- **Stored items from a collection**:

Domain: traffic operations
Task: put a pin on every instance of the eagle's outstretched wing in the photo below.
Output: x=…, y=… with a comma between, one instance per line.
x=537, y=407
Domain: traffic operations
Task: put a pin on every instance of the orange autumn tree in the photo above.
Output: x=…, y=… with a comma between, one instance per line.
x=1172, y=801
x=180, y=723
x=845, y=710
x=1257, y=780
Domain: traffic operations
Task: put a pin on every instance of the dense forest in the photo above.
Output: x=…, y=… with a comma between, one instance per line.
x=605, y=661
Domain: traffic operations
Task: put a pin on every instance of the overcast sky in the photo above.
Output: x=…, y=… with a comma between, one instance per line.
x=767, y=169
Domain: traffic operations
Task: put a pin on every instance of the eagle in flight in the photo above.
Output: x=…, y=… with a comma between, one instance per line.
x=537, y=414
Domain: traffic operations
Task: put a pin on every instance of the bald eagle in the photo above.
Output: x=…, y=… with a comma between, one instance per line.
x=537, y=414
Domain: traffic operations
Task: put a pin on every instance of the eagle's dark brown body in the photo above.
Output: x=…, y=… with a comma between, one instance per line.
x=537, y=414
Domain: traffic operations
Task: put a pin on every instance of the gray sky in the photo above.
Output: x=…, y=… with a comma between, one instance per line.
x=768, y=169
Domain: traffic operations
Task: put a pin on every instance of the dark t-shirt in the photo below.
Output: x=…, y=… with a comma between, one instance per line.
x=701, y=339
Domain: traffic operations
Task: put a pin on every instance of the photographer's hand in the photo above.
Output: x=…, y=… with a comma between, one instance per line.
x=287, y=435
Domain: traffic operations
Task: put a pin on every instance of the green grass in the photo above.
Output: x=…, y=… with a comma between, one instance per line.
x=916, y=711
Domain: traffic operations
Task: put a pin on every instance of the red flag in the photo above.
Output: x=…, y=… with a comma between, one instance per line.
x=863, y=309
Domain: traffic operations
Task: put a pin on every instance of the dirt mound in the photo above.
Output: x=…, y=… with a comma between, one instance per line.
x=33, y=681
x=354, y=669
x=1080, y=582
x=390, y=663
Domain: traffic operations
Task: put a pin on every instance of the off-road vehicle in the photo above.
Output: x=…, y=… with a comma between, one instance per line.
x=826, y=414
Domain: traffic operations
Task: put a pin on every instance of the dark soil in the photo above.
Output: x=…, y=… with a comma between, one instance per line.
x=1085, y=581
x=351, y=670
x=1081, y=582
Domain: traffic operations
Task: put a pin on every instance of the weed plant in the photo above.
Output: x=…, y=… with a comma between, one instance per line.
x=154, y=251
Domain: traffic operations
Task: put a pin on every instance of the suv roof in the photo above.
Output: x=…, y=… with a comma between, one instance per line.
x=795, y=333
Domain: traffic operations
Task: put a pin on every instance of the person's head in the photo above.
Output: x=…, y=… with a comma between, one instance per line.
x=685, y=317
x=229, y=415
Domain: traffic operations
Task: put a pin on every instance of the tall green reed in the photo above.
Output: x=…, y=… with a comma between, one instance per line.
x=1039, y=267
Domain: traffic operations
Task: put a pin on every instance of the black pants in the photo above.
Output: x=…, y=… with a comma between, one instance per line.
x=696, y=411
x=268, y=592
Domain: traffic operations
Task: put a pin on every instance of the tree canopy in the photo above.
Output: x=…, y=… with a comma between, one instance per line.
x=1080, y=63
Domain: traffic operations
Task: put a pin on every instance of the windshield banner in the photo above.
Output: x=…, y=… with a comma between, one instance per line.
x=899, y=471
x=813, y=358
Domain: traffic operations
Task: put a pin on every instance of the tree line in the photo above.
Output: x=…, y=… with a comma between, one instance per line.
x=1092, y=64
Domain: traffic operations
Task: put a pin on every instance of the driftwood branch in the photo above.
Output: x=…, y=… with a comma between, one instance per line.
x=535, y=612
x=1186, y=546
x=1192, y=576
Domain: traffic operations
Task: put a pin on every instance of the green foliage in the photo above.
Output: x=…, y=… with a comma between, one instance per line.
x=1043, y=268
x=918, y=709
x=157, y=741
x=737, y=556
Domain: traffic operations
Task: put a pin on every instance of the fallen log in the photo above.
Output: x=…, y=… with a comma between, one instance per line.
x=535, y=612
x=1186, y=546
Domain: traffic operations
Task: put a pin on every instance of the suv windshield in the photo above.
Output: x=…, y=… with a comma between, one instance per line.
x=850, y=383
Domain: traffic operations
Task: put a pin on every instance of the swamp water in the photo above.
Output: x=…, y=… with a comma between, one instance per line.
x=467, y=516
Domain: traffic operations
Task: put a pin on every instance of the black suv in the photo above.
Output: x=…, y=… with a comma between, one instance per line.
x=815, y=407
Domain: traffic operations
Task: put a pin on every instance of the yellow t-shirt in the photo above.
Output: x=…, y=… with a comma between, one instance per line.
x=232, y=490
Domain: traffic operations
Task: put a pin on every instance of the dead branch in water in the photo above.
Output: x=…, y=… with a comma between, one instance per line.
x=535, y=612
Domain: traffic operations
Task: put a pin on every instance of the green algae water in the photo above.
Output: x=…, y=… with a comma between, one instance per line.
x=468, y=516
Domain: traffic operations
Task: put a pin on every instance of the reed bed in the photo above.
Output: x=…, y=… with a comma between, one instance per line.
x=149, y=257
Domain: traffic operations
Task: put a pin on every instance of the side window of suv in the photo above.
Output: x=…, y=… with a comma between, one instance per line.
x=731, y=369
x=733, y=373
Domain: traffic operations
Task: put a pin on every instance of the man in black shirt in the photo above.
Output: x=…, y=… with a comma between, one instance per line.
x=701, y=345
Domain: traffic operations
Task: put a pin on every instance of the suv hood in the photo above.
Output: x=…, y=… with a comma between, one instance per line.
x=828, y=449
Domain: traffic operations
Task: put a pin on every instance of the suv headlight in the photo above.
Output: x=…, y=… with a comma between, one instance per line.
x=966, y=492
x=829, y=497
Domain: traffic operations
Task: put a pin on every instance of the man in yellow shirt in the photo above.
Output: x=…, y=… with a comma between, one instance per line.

- **Exercise aim**:
Write out the records above again, swapping each "traffic operations" for "field photography" and keeping everything else the same.

- **Worked answer**:
Domain: field photography
Task: put a pin on every instance of the eagle's outstretched wing in the photo below.
Output: x=…, y=… with a comma between, one instance per line.
x=537, y=407
Domain: field photography
Task: put a pin on every instance of the orange autumn tree in the photo above.
Output: x=…, y=… with a comma between, one instance per line.
x=1172, y=801
x=180, y=723
x=845, y=710
x=1257, y=780
Domain: field photography
Task: put a pin on every instance of the dense forest in the photo above.
Output: x=…, y=… with a comma between, one instance per line.
x=605, y=661
Domain: field photography
Task: put a pin on every instance of the overcast sky in the photo above.
Output: x=…, y=… with a comma between, one instance per line.
x=767, y=169
Domain: field photography
Task: put a pin on every instance of the eagle in flight in the photo above.
Output: x=…, y=… with a comma between, one instance per line.
x=537, y=414
Domain: field photography
Task: put a pin on every instance of the bald eagle in the photo above.
Output: x=…, y=… with a comma between, one instance per line.
x=537, y=414
Domain: field photography
Task: put a pin on every instance of the eagle's dark brown body in the photo above.
Output: x=…, y=… with a comma between, one instance per line.
x=537, y=414
Domain: field photography
Task: put a pin on every instance of the gray sky in the photo above.
Output: x=…, y=… with a comma between, one instance per line.
x=768, y=169
Domain: field photography
Task: put a pin on every instance of the dark t-shirt in the photo below.
Output: x=…, y=… with a comma between, one instance per line.
x=701, y=339
Domain: field photography
Task: put a pin on every instance of the photographer's hand in the photo above.
Output: x=…, y=… with a comma between, one instance per line.
x=287, y=435
Domain: field photography
Task: put a pin on every instance of the green grass in the photo above.
Output: x=…, y=… with a comma between, one instance per line.
x=916, y=711
Domain: field photography
Task: put a pin on every instance of the red flag in the photo above.
Output: x=…, y=… with a comma between, one instance per line.
x=863, y=309
Domain: field photography
Task: put a pin on every instance of the dirt mound in the photo above.
Output: x=…, y=… with a comma between, one instance per line.
x=33, y=681
x=354, y=669
x=1080, y=582
x=390, y=663
Domain: field photography
Task: put a pin on every instance of the off-road vehicle in the photo above.
Output: x=…, y=… with a comma between, one instance per line.
x=826, y=414
Domain: field photography
Task: put a pin on every instance of the dark soil in the photo above.
Output: x=…, y=… with a comma between, one instance per line.
x=1085, y=581
x=351, y=670
x=1081, y=582
Domain: field photography
Task: put a pin on every instance of the weed plant in the photo above.
Output: x=…, y=… with a comma between, one instance per line.
x=154, y=251
Domain: field photography
Task: put a pin on every instance of the suv roof in the photo above.
Output: x=…, y=… with a comma between, one instance per line.
x=795, y=333
Domain: field photography
Task: put a pin on every instance of the person's head in the photo above.
Output: x=…, y=… with a comma between, one instance per line.
x=685, y=317
x=229, y=415
Domain: field photography
Task: put a pin on every instance of the tall green reed in the photo above.
Output: x=…, y=… with a comma between, one instance per line.
x=1039, y=267
Domain: field photography
Task: put a pin on every instance of the black pants in the photo above.
Output: x=…, y=… with a comma between, one instance per line.
x=696, y=411
x=268, y=592
Domain: field photography
Task: put a pin on every instance of the tree canopy in the photo above.
Output: x=…, y=… with a comma between, one instance per line.
x=1080, y=63
Domain: field photography
Task: put a pin on every instance of the windshield banner in the photo above.
Output: x=…, y=… with a comma between, one instance per line.
x=899, y=471
x=813, y=358
Domain: field photography
Task: put a pin on every instance of the tree line in the photo above.
Output: x=…, y=… with a comma between, one instance per line.
x=1092, y=64
Domain: field photography
Task: put a pin on every instance of the driftwood branch in the photo above.
Output: x=…, y=… with a comma between, one instance per line.
x=535, y=612
x=1186, y=546
x=1192, y=576
Domain: field photography
Task: put a pin on every instance of the green foliage in the photo above.
Output: x=…, y=… with a comma between, one instance per line.
x=1043, y=268
x=918, y=709
x=157, y=741
x=737, y=556
Domain: field photography
Task: put a pin on every instance of the fallen log in the photo above.
Output: x=…, y=… with a comma between, one instance per line.
x=535, y=612
x=1186, y=546
Domain: field photography
Task: put a pin on every instance of the suv windshield in the photo above.
Output: x=…, y=… with a comma between, one instance per line.
x=850, y=383
Domain: field photography
Task: put a pin on every instance of the swamp water in the photo above.
Output: x=…, y=… with a comma between, one instance per line.
x=467, y=516
Domain: field photography
Task: put a pin on every instance of the black suv in the photo above.
Output: x=…, y=… with a comma between, one instance per line.
x=815, y=407
Domain: field photography
Task: put a pin on every instance of the yellow t-shirt in the photo above.
Output: x=…, y=… with a comma between, one instance per line.
x=232, y=490
Domain: field photography
Task: put a pin on every instance of the dead branch in water in the photo above.
Output: x=…, y=… with a comma between, one instance per line.
x=535, y=612
Domain: field photography
Task: put a pin on every instance of the green algae water in the photo above.
Output: x=…, y=… with a comma between, one instance per line.
x=468, y=516
Domain: field photography
Task: put a pin on every instance of the reed bed in the photo above.
Output: x=…, y=… with a comma between, one instance per line.
x=149, y=257
Domain: field photography
Task: put a pin on every instance of the side window of suv in the photo above.
Output: x=…, y=… with a comma between, one instance per line.
x=731, y=369
x=733, y=373
Domain: field photography
Task: put a pin on every instance of the man in black shirt in the photo above.
Output: x=…, y=… with a comma between, one instance per line.
x=701, y=345
Domain: field photography
Task: put a pin on every instance of the suv hood in the photo above.
Output: x=…, y=… with a comma between, one instance per line.
x=828, y=449
Domain: field photography
Task: put a pin on every instance of the suv headlight in the photo above.
Output: x=…, y=… with a comma between, one instance per line.
x=966, y=492
x=829, y=497
Domain: field photography
Task: put a pin on every instance of the man in yellow shirt in the photo above.
Output: x=…, y=… with a comma between, one instance per line.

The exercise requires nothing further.